→ What the exercise asks:
Write out the data exactly, every line included.

→ Dataset extract:
Start of Block

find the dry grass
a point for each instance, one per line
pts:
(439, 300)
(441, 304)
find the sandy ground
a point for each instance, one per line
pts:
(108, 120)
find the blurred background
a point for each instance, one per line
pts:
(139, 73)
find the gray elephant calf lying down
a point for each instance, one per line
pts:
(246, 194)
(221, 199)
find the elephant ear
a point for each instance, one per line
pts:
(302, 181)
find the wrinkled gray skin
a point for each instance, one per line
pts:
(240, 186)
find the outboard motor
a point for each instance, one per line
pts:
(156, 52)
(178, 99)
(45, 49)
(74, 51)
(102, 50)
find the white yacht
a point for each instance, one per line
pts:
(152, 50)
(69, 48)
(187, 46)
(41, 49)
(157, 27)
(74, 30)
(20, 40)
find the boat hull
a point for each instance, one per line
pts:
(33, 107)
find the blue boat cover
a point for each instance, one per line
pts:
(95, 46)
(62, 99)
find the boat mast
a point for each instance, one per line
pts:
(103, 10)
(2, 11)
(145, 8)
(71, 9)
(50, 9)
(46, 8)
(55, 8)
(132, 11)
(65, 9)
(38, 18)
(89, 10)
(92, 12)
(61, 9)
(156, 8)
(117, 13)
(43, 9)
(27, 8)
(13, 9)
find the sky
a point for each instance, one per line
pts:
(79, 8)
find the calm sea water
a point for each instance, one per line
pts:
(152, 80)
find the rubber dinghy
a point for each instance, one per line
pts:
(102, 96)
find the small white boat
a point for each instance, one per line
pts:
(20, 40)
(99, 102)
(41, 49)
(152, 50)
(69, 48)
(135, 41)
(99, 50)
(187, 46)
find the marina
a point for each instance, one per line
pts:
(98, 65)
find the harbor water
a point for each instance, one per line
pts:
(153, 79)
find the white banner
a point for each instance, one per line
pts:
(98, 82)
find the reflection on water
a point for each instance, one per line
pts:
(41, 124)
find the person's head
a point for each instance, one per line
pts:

End of Block

→ Expected answer:
find the dry grass
a point for each instance, one per line
pts:
(439, 300)
(441, 304)
find the sandy ground
a point for each instance, one per line
pts:
(108, 120)
find the blurred background
a point for each instance, one per line
pts:
(139, 73)
find the gray elephant calf lying down
a point for each instance, one per line
pts:
(246, 194)
(221, 199)
find the elephant ear
a point for each instance, one per line
pts:
(302, 181)
find the wrinkled gray skin
a point for each instance, one per line
pts:
(240, 186)
find the outboard motor
a point for each instance, one per line
pts:
(156, 52)
(178, 99)
(45, 49)
(74, 51)
(102, 50)
find the white yacht
a point for each instance, one per line
pts:
(152, 50)
(69, 48)
(187, 46)
(41, 49)
(157, 27)
(74, 30)
(20, 40)
find the boat hull
a point for each instance, one per line
pts:
(33, 107)
find the blue boat cover
a point for each instance, one per line
pts:
(95, 46)
(62, 99)
find the boat mast
a point for each instance, one per line
pts:
(103, 10)
(2, 11)
(145, 8)
(71, 9)
(50, 9)
(46, 8)
(55, 8)
(132, 11)
(65, 9)
(38, 18)
(89, 10)
(92, 12)
(61, 9)
(156, 8)
(117, 13)
(43, 9)
(27, 8)
(13, 9)
find the sky
a point for each instance, one per line
pts:
(79, 8)
find the calm sea water
a point for each instance, one per line
pts:
(152, 80)
find the rubber dinghy
a point for each instance, one per line
pts:
(102, 96)
find the small white boat
a point for each instance, one per line
pts:
(20, 40)
(99, 102)
(41, 49)
(152, 50)
(69, 48)
(135, 41)
(99, 50)
(187, 46)
find the marina
a point for each instance, one per line
pts:
(98, 65)
find the harbor water
a point for each instance, one per line
pts:
(153, 79)
find the white banner
a point for each instance, one per line
pts:
(98, 82)
find the reflection on water
a point for each instance, one per line
pts:
(41, 124)
find the person's head
a point for each instance, one per line
pts:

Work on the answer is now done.